Source records —
=======
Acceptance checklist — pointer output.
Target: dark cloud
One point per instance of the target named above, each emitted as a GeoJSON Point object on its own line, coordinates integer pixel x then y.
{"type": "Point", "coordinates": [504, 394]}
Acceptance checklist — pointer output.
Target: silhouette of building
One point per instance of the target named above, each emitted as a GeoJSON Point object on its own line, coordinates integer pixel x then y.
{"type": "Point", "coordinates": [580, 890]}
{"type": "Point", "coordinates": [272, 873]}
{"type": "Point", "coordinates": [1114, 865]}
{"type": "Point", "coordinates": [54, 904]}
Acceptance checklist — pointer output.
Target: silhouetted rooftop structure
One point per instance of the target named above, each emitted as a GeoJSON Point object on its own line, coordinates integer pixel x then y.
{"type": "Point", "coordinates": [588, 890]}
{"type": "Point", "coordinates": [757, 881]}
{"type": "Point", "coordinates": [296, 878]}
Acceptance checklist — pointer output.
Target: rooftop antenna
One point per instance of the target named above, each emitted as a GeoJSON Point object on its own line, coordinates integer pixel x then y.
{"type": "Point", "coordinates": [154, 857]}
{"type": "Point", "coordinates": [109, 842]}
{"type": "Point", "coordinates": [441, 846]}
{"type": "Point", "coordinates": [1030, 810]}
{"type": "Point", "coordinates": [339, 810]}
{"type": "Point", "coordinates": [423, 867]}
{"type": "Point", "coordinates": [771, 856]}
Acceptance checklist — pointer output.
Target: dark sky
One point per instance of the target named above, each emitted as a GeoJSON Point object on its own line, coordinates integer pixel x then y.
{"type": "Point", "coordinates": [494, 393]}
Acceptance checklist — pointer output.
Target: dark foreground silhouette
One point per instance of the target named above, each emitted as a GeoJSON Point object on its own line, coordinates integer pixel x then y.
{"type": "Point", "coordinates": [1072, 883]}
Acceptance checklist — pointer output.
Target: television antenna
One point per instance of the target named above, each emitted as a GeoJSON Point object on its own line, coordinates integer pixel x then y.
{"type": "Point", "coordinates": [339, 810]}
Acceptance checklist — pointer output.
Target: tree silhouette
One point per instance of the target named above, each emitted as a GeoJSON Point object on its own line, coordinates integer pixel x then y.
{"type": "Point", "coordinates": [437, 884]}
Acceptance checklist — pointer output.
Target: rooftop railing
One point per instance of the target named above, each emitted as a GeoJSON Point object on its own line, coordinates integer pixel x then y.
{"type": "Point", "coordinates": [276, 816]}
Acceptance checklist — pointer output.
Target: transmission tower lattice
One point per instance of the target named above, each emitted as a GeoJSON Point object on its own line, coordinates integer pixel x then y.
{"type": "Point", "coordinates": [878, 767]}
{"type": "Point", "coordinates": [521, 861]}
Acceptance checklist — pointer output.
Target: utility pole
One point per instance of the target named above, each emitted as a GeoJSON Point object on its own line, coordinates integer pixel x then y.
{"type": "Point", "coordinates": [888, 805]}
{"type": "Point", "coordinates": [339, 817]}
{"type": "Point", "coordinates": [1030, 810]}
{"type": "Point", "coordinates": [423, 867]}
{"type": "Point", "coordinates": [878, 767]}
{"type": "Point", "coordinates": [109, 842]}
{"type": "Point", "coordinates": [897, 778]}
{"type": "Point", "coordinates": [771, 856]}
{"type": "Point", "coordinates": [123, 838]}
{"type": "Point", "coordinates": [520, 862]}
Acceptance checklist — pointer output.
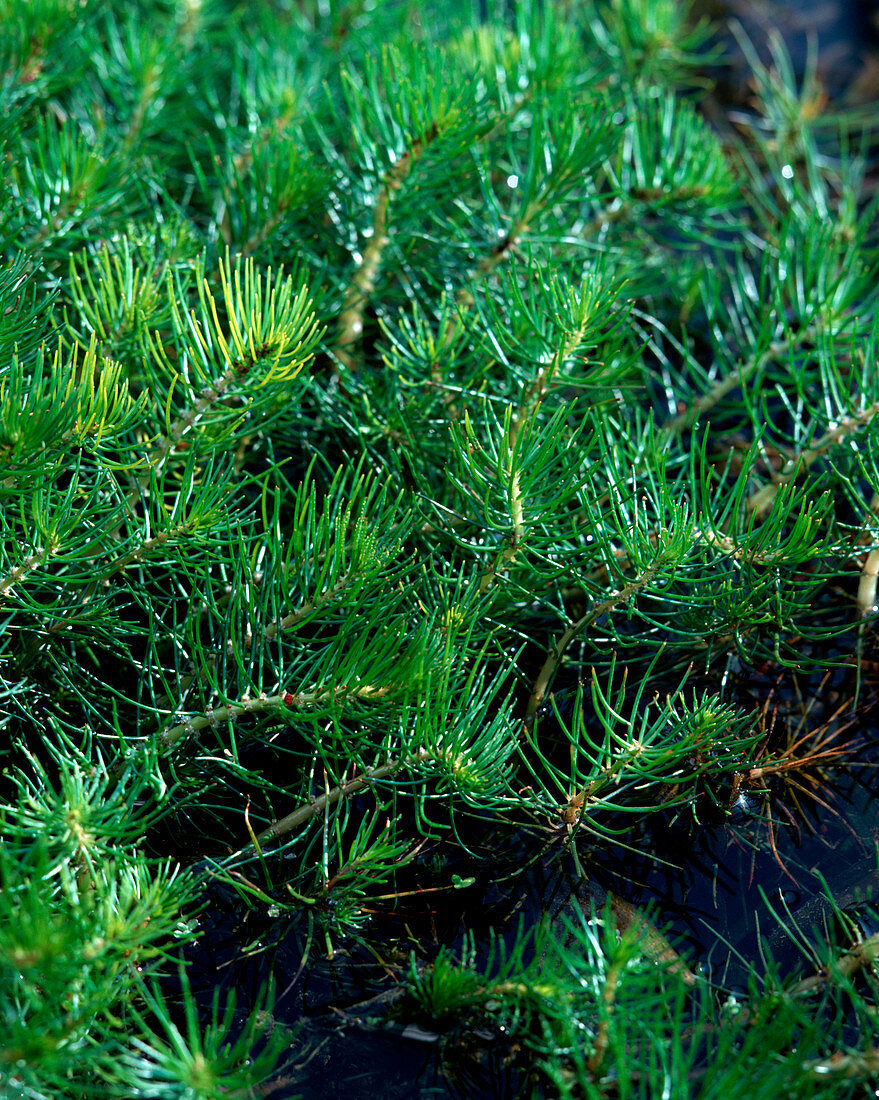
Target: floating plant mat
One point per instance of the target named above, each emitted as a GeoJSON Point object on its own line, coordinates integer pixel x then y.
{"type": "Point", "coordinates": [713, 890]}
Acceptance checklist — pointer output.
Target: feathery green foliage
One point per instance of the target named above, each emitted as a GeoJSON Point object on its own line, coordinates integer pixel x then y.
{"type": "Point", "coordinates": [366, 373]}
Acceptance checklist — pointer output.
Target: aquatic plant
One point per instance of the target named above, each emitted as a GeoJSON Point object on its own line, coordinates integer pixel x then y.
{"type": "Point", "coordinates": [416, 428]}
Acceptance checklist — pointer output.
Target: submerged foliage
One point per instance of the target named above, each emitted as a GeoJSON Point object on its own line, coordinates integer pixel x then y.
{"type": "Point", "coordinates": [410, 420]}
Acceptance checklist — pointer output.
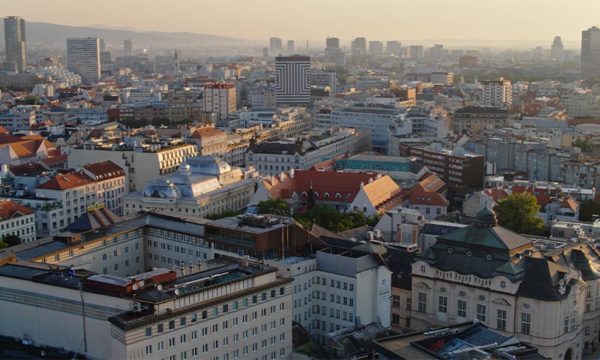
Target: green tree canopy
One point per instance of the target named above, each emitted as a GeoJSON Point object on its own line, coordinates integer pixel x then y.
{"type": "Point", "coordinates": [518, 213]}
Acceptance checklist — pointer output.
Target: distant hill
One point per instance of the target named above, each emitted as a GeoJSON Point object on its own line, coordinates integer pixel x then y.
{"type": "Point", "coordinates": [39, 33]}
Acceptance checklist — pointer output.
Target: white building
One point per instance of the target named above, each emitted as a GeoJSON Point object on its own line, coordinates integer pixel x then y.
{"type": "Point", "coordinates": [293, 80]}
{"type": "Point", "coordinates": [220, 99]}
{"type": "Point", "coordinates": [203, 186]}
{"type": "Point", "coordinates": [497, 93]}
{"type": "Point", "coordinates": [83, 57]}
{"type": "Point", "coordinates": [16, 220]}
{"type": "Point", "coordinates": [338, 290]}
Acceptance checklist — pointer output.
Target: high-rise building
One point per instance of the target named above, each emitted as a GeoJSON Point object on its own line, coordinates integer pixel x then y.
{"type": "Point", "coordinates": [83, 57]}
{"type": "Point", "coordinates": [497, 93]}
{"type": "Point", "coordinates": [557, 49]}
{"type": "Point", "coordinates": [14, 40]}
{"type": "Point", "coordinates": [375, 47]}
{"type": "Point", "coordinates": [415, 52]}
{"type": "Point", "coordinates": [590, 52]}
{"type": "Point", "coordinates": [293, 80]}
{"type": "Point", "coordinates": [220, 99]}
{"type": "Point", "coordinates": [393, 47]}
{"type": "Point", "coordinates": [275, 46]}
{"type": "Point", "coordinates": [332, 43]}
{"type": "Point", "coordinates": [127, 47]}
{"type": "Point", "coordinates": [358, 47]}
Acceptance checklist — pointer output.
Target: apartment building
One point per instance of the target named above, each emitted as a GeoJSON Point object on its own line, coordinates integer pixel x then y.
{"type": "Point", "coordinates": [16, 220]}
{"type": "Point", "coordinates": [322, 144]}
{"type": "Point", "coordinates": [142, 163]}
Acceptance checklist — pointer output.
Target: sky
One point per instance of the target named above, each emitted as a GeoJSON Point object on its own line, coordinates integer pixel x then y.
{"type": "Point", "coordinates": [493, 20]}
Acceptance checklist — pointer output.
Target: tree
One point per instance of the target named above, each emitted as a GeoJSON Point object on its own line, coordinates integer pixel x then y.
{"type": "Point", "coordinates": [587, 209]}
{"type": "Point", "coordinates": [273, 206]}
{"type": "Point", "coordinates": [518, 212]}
=======
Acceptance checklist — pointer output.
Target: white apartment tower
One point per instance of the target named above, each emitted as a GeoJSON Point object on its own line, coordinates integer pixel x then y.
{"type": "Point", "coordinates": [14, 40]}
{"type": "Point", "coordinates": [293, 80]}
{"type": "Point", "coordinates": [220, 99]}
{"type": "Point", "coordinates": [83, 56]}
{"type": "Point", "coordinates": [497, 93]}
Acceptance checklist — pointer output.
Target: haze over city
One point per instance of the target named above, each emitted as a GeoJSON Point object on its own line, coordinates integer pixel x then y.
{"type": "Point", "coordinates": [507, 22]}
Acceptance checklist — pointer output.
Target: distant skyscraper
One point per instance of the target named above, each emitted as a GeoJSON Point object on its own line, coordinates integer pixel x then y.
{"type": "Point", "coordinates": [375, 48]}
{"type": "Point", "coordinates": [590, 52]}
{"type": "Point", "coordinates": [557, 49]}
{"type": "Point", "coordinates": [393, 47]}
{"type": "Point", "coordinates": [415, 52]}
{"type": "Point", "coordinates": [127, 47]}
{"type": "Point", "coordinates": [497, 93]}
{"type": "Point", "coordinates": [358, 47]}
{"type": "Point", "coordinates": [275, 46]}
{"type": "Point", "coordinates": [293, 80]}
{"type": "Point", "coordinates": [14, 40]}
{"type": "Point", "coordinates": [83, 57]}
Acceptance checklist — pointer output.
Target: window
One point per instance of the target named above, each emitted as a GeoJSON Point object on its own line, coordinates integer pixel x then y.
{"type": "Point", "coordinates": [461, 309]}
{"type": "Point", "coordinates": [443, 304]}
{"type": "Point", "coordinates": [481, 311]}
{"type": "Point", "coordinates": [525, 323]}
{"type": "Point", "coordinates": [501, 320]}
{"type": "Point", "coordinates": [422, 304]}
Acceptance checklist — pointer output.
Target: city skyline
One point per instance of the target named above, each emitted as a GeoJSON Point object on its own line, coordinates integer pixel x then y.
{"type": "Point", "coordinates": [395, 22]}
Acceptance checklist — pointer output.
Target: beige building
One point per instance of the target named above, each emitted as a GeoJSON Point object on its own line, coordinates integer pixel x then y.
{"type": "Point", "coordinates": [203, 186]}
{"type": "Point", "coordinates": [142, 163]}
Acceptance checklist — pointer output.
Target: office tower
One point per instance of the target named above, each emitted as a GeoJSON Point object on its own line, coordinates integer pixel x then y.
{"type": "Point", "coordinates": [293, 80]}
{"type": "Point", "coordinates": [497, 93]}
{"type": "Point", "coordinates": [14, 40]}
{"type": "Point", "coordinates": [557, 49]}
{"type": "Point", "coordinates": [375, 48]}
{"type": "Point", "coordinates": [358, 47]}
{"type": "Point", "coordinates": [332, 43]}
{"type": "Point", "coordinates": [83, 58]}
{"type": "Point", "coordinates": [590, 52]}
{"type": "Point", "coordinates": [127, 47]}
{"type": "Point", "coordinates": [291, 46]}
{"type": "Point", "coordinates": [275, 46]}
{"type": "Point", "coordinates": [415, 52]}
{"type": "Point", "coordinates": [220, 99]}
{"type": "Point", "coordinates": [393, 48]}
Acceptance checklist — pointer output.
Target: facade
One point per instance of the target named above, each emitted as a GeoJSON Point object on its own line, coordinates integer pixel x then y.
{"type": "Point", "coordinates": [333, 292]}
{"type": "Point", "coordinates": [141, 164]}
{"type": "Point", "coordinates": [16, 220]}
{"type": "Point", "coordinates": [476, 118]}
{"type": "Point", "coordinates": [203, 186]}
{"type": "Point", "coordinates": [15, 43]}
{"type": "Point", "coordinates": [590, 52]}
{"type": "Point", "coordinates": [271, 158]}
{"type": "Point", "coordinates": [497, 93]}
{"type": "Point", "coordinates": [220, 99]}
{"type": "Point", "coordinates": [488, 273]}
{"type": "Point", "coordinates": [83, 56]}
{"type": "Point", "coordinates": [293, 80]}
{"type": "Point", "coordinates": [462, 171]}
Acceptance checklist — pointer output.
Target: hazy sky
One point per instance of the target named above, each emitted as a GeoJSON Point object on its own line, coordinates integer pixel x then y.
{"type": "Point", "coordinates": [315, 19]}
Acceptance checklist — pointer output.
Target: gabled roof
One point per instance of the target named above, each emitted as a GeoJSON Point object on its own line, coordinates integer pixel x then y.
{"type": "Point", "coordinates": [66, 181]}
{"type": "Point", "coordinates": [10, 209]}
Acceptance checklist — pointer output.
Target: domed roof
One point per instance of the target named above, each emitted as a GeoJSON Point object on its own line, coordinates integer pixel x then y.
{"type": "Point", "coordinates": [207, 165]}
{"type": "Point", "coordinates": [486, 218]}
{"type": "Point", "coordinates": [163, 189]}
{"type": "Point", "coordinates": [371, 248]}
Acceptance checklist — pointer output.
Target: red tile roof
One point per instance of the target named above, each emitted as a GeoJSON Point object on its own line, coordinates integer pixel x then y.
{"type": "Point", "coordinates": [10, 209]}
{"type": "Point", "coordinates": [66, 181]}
=======
Report how many lines above contain the string "tree", giving only the number.

Solution — 3